## [Supplied material]

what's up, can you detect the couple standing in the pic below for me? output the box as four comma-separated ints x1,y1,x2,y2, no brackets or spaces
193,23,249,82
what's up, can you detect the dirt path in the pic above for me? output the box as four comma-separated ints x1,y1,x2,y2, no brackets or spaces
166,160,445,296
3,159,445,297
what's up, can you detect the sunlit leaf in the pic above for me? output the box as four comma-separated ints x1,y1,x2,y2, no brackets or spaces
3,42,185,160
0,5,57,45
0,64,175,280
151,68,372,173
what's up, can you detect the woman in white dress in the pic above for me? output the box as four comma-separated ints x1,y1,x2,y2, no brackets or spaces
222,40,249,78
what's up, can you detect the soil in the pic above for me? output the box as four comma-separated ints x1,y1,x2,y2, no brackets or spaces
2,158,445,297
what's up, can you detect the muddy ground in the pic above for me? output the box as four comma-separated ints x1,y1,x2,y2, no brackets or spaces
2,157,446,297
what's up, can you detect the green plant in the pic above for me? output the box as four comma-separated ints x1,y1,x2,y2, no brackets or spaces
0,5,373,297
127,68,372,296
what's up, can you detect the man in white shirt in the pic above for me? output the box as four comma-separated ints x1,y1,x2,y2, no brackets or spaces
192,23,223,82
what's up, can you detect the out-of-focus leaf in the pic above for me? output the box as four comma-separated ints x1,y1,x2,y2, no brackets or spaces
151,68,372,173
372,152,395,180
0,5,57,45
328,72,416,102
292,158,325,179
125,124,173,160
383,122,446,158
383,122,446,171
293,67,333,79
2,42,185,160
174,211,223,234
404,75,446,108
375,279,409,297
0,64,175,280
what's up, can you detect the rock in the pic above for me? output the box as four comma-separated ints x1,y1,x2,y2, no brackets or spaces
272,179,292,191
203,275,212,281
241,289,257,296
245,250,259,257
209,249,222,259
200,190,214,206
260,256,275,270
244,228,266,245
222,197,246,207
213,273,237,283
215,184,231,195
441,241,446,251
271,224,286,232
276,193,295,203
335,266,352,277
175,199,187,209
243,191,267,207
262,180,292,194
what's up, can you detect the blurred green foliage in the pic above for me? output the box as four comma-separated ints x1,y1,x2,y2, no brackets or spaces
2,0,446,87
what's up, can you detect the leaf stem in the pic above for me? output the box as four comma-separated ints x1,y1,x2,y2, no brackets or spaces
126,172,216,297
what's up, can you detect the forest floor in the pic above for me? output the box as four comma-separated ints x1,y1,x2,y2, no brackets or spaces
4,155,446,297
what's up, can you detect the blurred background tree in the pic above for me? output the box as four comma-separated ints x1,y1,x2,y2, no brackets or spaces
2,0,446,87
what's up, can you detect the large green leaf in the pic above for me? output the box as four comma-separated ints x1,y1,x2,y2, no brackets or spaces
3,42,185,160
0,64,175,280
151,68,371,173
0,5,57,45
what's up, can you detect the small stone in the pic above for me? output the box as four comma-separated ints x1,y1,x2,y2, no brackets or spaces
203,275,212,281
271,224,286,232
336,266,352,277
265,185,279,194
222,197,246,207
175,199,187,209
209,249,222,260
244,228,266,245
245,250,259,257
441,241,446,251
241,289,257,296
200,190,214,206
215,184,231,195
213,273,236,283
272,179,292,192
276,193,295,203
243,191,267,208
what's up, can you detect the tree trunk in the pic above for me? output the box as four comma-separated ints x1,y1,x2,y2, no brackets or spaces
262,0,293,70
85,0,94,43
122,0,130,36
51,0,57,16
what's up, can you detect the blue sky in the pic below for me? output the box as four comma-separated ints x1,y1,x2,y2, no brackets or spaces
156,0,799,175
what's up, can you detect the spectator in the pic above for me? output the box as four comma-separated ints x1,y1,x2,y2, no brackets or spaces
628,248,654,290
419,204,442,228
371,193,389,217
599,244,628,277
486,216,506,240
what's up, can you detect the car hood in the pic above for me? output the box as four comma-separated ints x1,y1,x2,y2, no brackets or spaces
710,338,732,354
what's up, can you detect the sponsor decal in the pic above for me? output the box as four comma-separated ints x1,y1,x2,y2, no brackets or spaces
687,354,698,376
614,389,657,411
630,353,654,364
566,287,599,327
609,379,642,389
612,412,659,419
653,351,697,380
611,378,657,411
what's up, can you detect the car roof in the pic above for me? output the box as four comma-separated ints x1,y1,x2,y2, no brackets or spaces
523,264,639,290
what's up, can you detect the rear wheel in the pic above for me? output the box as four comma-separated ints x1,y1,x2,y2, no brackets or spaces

## [Instructions to follow]
The required answer is every line of the data, duplicated exactly.

## [Result of the task]
what's up, can you detect the couple standing in the pic below for me? output the box as four comma-separated ints x1,y1,x2,y2, no brackets or spaces
193,23,249,82
what's up, can you detect the dirt path in the pic above for me? output the box as four comma-separated ints x1,y1,x2,y2, no brackets or spaces
166,160,445,296
3,159,445,297
what's up, can you detect the sunlit leaf in the pic above for me? output the box as four comma-separated ints x1,y1,x2,y2, no brackets or spaces
3,42,185,160
0,5,57,45
0,64,175,280
151,68,372,173
what's up, can you detect the woman in white dress in the pic above for me? output the box as four comma-separated ints x1,y1,x2,y2, no brackets or spaces
222,40,249,78
what's up, can you detect the soil in the pic above for me? output the box as four comma-separated ints x1,y1,x2,y2, no brackets or spaces
2,158,445,297
what's up, can you detect the muddy ground in the pic above for me? output the box as four comma-separated ints x1,y1,x2,y2, no brackets or spaces
2,157,446,297
what's up, can you detect the green plant in the pic above for me? output the box as four comma-separated ints x1,y1,x2,y2, no brackets or spaces
0,5,373,297
127,68,372,296
what's up, can you detect the man in white shirt in the pic above for me? output the box as four comma-separated ints x1,y1,x2,y2, no brackets or spaces
192,23,223,82
what's up, can you detect the out-of-focus leaf in the pic above for me? output the box as four comma-separated ints x1,y1,x2,y2, no brackets or spaces
151,68,372,173
372,152,395,180
0,5,57,45
328,72,416,102
292,158,325,179
125,124,173,160
383,122,446,158
383,122,446,171
293,67,333,79
2,42,185,160
174,211,223,234
404,75,446,108
375,279,409,297
0,64,175,280
what's up, can you detect the rock in the pic above for me? output the box as four comma-separated ints x1,y1,x2,y2, no brackets or spaces
272,179,292,191
203,275,212,281
241,289,257,296
245,250,259,257
209,249,222,259
200,190,214,206
260,256,275,270
244,228,266,245
222,197,246,207
213,273,237,283
215,184,231,195
441,241,446,251
271,224,286,232
276,193,295,203
335,266,352,277
175,199,187,209
243,191,267,207
262,180,292,194
what's up, can you detect the blurred green foliage in the pic above for me? output the box as four comma-separated ints x1,y1,x2,y2, no brackets or spaces
2,0,446,87
what's up, can you detect the leaf stem in the pic above for me? output the box as four comma-separated ints x1,y1,x2,y2, no brackets or spaces
126,172,216,297
what's up, can you detect the forest floor in the pic above for me? output the box as four comma-separated ints x1,y1,x2,y2, no brackets or spaces
4,155,446,297
what's up, can you detect the blurred background tree in the pic above for me? output the box as four comma-separated ints x1,y1,x2,y2, no brackets or spaces
2,0,446,87
what's up, can you detect the large green leaf in the pic above for me? output the box as four comma-separated ints x1,y1,x2,y2, no brackets or spaces
3,42,185,160
0,64,175,280
151,68,371,173
0,5,57,45
what's up, can you detect the small stone in the pic above for me? output the box as four comma-separated ints x1,y1,x2,y2, no brackets or spaces
203,275,212,281
271,224,286,232
336,266,352,277
265,185,279,194
222,197,246,207
175,199,187,209
209,249,222,260
244,228,266,245
245,250,259,257
441,241,446,251
241,289,257,296
200,190,214,206
215,184,231,195
213,273,236,283
272,179,292,192
276,193,295,203
243,191,267,208
what's up, can you detect the tree trunk in the pic above for me? output the box as four comma-separated ints x1,y1,x2,y2, no brackets or spaces
262,0,293,70
85,0,94,43
122,0,130,36
51,0,57,16
what's up, can you detect the blue sky in the pic below for me? output the box as four comma-separated ints x1,y1,x2,y2, no brackets or spaces
156,0,799,175
what's up, can you detect the spectator in the pic above for me? output the box as four comma-separated ints x1,y1,x2,y2, no brackets or spaces
628,248,654,290
419,204,442,228
371,193,389,217
599,244,628,277
486,216,506,240
what's up, can you detect the car hood in the pic above for me? output the box as four comma-separated ints x1,y1,x2,y2, no brackets or spaces
710,338,732,354
what's up, can you detect the sponsor decal in the pic above for me? output the box as four comma-separated ints x1,y1,x2,y2, no brackets or spaces
687,354,698,376
614,389,657,411
630,353,654,364
566,287,599,327
609,379,642,389
612,412,659,419
653,351,697,380
611,378,657,411
what's up, can you detect the car roof in the pic above for me? output the box as four comma-separated ints x1,y1,x2,y2, no brackets or spaces
523,264,639,290
what's up, can you detect the rear wheel in the pic above for me? output the box as four comma-separated ints x1,y1,x2,y2, no brackets or spaces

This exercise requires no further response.